= Francis Charles Rooney Jr. =

Francis Charles Rooney Jr. (November 24, 1921 – December 2014) was an American business executive who was chief executive of the Melville Corporation and oversaw its transformation from a footwear company into a retail corporation that included CVS, Thom McAn, and Marshall's.

==Early life==
Francis Charles Rooney Jr. was born in North Brookfield, Massachusetts. He graduated from the Wharton School at the University of Pennsylvania with a bachelor's degree in 1943.

==Career==
During World War II, Rooney served as an ensign in the U.S. Naval Reserve. He was a gunnery officer on the battleship USS North Carolina in the Pacific Theater from 1943 to 1945 and participated in ten major engagements.

In 1946, Rooney began his career at the John Foote Shoe Company. He joined Thom McAn in 1953, became its president in 1961, and was appointed chief executive of its parent company, Melville Corporation, in 1964. During his tenure as CEO, Melville acquired Marshall's, CVS, Kay-Bee Toys, and Linens 'n Things. He retired from Melville in 1987. The company was renamed CVS Corporation in 1996.

REQUIRED ACTIONS:
(a) Revise the Rooney biography by writing out the part that begins at the words "Francis Charles Rooney Jr. (November" and stops after "ten major engagements.", with "gunnery officer" changed to "navigation officer".
(b) According to the Rooney biography, how did Melville Corporation go from a footwear company to a retail corporation under Rooney? Answer in one to three sentences.
(c) Carry on the Rooney biography from its last sentence.

DATA RECORDS:
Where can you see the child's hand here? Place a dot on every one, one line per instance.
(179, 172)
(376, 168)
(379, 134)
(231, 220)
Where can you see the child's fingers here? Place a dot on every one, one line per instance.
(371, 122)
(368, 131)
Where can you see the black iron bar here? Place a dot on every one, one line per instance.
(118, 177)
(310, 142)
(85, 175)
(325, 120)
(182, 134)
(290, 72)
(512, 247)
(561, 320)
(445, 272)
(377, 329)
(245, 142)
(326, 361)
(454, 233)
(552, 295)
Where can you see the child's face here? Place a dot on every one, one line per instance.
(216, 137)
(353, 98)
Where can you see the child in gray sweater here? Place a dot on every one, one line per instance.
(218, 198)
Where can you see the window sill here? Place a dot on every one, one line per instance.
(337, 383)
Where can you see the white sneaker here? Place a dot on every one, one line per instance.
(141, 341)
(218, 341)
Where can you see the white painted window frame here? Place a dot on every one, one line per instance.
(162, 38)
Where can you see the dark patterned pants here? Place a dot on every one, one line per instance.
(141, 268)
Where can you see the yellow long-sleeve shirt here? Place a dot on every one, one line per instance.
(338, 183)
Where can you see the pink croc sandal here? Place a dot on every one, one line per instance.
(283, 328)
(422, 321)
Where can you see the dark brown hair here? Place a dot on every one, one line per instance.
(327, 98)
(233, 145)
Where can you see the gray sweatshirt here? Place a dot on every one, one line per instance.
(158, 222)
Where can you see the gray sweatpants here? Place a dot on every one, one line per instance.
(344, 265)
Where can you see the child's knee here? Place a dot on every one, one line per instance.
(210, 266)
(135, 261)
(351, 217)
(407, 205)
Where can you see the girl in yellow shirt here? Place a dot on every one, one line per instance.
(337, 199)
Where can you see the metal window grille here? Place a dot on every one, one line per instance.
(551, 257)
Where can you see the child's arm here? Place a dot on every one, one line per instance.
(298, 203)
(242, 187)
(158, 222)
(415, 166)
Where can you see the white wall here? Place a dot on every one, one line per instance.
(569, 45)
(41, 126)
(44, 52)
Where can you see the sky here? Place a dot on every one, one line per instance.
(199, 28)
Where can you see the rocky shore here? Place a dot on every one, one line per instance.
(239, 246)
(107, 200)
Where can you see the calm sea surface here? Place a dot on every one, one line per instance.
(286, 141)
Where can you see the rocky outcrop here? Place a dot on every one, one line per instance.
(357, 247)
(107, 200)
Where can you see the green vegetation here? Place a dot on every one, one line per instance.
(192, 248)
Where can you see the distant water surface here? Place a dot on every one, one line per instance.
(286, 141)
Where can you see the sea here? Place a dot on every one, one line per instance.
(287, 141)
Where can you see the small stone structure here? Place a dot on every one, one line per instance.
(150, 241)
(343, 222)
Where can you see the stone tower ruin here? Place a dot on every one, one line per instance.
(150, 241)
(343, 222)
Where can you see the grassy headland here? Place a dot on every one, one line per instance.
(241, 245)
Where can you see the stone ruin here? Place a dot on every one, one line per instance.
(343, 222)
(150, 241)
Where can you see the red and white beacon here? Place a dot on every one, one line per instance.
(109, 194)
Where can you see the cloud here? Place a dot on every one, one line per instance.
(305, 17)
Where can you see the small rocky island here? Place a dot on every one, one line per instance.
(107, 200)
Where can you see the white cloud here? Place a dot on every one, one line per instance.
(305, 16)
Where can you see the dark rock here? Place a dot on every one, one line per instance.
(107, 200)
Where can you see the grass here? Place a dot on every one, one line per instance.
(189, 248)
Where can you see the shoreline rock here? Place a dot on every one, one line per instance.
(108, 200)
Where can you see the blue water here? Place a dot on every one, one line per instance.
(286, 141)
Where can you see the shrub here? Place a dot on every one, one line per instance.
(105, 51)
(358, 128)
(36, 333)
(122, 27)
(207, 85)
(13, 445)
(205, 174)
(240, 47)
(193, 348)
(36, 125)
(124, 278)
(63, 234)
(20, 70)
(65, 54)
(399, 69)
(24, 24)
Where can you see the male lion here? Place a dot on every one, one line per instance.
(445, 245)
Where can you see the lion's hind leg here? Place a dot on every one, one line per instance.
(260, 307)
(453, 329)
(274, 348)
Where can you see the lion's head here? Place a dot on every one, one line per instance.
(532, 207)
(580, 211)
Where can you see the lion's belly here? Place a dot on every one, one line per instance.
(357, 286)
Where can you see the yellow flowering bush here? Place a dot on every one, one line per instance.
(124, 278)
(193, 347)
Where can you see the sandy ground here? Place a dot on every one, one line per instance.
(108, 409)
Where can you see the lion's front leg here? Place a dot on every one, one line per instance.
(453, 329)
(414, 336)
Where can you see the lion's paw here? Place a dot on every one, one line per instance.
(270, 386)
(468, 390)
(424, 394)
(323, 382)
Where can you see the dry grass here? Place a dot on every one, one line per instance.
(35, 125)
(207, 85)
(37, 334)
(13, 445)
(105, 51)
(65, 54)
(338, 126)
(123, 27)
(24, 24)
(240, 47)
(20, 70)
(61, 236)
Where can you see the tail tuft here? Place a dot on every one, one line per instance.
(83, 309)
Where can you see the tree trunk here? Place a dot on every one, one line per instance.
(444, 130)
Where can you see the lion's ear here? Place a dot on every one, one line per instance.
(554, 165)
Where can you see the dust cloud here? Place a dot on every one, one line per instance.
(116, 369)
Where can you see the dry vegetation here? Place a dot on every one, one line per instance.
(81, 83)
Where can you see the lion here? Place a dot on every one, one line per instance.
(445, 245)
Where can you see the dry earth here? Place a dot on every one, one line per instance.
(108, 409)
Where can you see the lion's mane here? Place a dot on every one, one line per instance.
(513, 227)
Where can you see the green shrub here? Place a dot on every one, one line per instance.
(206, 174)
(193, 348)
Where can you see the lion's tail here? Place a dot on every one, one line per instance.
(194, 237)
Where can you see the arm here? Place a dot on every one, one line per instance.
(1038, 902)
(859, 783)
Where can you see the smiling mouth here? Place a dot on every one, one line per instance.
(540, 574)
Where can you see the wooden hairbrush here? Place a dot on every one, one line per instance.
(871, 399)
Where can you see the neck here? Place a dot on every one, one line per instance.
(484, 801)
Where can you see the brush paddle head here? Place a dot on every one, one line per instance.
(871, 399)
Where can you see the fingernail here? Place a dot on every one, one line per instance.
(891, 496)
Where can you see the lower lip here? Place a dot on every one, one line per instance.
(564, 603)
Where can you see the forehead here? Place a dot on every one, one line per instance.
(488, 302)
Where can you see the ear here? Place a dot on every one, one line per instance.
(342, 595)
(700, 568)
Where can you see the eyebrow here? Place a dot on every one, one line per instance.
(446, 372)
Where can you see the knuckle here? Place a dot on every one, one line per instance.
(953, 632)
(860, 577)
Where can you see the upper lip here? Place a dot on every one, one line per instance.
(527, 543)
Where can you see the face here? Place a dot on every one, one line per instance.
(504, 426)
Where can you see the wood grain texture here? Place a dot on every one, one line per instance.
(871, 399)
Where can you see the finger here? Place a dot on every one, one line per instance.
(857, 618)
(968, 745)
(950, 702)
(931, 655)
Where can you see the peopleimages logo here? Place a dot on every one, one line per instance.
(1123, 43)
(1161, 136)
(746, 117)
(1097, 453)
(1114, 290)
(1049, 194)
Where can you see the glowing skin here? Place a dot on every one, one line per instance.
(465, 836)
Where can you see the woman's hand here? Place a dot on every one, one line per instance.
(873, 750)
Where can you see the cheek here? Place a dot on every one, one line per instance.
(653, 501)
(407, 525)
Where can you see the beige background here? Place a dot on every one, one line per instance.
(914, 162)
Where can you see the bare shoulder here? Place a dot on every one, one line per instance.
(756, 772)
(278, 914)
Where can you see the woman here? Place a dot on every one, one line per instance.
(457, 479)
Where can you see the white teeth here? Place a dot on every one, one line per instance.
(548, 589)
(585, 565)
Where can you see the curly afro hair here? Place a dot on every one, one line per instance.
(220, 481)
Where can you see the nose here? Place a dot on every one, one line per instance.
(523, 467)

PER-TASK OUTPUTS:
(a)
Francis Charles Rooney Jr. (November 24, 1921 – December 2014) was an American business executive who was chief executive of the Melville Corporation and oversaw its transformation from a footwear company into a retail corporation that included CVS, Thom McAn, and Marshall's.

==Early life==
Francis Charles Rooney Jr. was born in North Brookfield, Massachusetts. He graduated from the Wharton School at the University of Pennsylvania with a bachelor's degree in 1943.

==Career==
During World War II, Rooney served as an ensign in the U.S. Naval Reserve. He was a navigation officer on the battleship USS North Carolina in the Pacific Theater from 1943 to 1945 and participated in ten major engagements.

(b) While Rooney was chief executive, a post he took in 1964, Melville acquired Marshall's, CVS, Kay-Bee Toys, and Linens 'n Things. These acquisitions turned the company into a retail corporation.

(c)
Rooney became CEO of the H. H. Brown Shoe Company in 1990. In 1991, the company was acquired by Berkshire Hathaway. In a shareholder letter that year, Berkshire CEO Warren E. Buffett described Rooney as a "business artist."

Rooney was a founding trustee of the Inner-City Scholarship Fund in New York City. He was on the corporate boards of Bankers Trust, Black & Decker, Neiman Marcus, and Dunkin' Donuts. He was also a trustee for institutions including the Smithsonian Institution, the Boys and Girls Clubs of America, and Fordham University.

==Personal life==
Rooney was married to Frances Heffernan and had eight children. He died of pneumonia at Greenwich Hospital, where he had been a trustee, at the age of 93.